### [Exercise]
Each record below should be given again exactly as it reads.

[Stored dataset items]

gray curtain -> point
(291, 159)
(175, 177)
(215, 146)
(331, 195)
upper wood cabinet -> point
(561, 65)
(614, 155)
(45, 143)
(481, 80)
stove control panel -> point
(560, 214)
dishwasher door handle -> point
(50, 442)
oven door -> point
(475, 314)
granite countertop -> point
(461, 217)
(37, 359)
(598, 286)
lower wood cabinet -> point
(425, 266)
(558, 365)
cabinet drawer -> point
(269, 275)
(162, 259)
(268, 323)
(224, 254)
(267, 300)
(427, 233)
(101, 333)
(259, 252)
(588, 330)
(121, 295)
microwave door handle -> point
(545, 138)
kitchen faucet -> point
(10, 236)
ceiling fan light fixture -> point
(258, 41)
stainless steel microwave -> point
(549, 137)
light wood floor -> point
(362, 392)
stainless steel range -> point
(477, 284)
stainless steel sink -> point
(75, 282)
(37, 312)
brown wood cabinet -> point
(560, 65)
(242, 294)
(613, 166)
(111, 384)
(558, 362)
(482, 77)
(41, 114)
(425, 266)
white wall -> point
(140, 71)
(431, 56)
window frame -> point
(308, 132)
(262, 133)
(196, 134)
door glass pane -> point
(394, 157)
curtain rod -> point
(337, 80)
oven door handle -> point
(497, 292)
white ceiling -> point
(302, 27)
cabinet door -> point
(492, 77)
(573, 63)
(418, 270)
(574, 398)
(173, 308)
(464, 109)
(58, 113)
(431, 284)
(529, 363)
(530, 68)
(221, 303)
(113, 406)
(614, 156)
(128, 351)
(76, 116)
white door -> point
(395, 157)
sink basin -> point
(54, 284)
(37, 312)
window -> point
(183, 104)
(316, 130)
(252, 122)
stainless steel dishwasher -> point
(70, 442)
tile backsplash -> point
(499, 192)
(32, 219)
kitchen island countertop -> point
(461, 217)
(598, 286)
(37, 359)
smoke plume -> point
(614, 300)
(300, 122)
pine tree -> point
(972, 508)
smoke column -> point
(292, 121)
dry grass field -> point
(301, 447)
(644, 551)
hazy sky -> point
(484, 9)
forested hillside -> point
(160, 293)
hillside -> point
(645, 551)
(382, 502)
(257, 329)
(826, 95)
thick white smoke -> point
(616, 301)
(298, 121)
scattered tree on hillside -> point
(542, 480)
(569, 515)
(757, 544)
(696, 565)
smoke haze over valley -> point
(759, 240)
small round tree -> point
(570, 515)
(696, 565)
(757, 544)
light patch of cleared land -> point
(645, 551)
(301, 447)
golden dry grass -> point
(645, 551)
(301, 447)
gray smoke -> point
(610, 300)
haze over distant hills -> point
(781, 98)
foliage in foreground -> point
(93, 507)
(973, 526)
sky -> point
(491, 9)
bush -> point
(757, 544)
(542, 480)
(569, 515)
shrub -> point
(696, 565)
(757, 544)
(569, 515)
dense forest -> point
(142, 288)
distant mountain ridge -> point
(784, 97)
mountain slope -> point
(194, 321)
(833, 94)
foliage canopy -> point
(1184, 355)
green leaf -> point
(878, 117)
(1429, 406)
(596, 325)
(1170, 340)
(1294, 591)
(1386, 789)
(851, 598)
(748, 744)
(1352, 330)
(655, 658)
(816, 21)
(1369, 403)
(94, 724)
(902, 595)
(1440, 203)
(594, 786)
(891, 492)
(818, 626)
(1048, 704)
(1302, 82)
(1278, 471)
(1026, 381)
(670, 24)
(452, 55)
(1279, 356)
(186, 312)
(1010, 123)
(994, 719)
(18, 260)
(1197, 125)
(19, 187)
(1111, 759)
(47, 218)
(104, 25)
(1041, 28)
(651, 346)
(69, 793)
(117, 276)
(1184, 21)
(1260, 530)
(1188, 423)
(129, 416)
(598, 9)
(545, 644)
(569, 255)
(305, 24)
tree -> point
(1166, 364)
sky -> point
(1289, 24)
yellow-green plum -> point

### [Solution to the problem]
gray curtain -> point
(291, 159)
(175, 177)
(215, 146)
(331, 195)
upper wood cabinet -> point
(561, 65)
(614, 155)
(45, 143)
(481, 80)
stove control panel -> point
(560, 214)
dishwasher door handle -> point
(50, 442)
oven door -> point
(475, 314)
granite countertop -> point
(461, 217)
(37, 359)
(598, 286)
lower wood cabinet -> point
(425, 266)
(558, 365)
cabinet drawer -> point
(269, 275)
(162, 259)
(268, 323)
(224, 254)
(267, 300)
(427, 233)
(101, 333)
(259, 252)
(588, 330)
(121, 295)
microwave door handle -> point
(545, 138)
kitchen faucet -> point
(10, 236)
ceiling fan light fixture -> point
(258, 41)
stainless steel microwave -> point
(549, 137)
light wood floor -> point
(362, 392)
stainless steel range -> point
(477, 284)
stainless steel sink -> point
(75, 282)
(37, 312)
brown wood cabinet -> point
(560, 65)
(242, 294)
(613, 166)
(111, 384)
(558, 362)
(482, 77)
(41, 114)
(425, 266)
white wall -> point
(140, 71)
(431, 56)
window frame -> point
(308, 132)
(262, 133)
(196, 134)
door glass pane -> point
(394, 157)
curtain rod -> point
(337, 80)
oven door handle -> point
(497, 292)
white ceiling -> point
(302, 27)
cabinet door -> point
(492, 77)
(573, 63)
(418, 270)
(574, 398)
(173, 308)
(464, 109)
(58, 113)
(431, 284)
(529, 363)
(530, 68)
(221, 303)
(113, 406)
(614, 156)
(128, 351)
(76, 116)
white door -> point
(395, 157)
sink basin -> point
(54, 284)
(37, 312)
window -> point
(183, 104)
(316, 130)
(252, 122)
stainless steel dishwasher -> point
(70, 442)
tile backsplash -> point
(499, 192)
(32, 219)
kitchen island countertop -> point
(461, 217)
(598, 286)
(37, 359)
smoke plume -> point
(614, 300)
(300, 122)
pine tree -> point
(972, 508)
smoke column -> point
(292, 121)
dry grass field -> point
(301, 447)
(644, 551)
hazy sky -> point
(484, 9)
forested hillside -> point
(160, 293)
hillside -> point
(645, 551)
(382, 502)
(257, 329)
(826, 95)
thick white smoke -> point
(616, 301)
(298, 121)
scattered tree on hillside -> point
(542, 480)
(569, 515)
(757, 544)
(696, 565)
smoke haze over valley -> point
(759, 240)
small round tree -> point
(570, 515)
(696, 565)
(757, 544)
light patch of cleared land -> point
(645, 551)
(301, 447)
golden dry grass -> point
(645, 551)
(301, 447)
gray smoke -> point
(610, 300)
haze over distant hills -> point
(781, 98)
foliage in foreground -> point
(93, 507)
(973, 526)
sky -> point
(491, 9)
bush -> point
(757, 544)
(542, 480)
(569, 515)
shrub -> point
(696, 565)
(757, 544)
(569, 515)
dense forest -> point
(142, 288)
distant mountain ridge -> point
(784, 97)
mountain slope -> point
(194, 321)
(833, 94)
foliage canopy -> point
(1184, 355)
green leaf -> point
(878, 117)
(1429, 406)
(596, 325)
(1170, 340)
(1294, 591)
(1386, 789)
(851, 598)
(748, 744)
(1352, 330)
(655, 658)
(816, 21)
(1369, 403)
(94, 724)
(902, 595)
(1440, 203)
(594, 786)
(891, 492)
(818, 626)
(1048, 704)
(1302, 82)
(1278, 471)
(1026, 381)
(670, 24)
(452, 55)
(1279, 356)
(186, 312)
(1010, 123)
(994, 719)
(18, 260)
(1197, 125)
(19, 187)
(1111, 759)
(47, 218)
(104, 25)
(1041, 28)
(651, 346)
(69, 793)
(117, 276)
(1184, 21)
(1260, 530)
(1188, 423)
(129, 416)
(598, 9)
(545, 644)
(569, 255)
(305, 24)
tree -> point
(1166, 364)
sky -> point
(1289, 24)
yellow-green plum -> point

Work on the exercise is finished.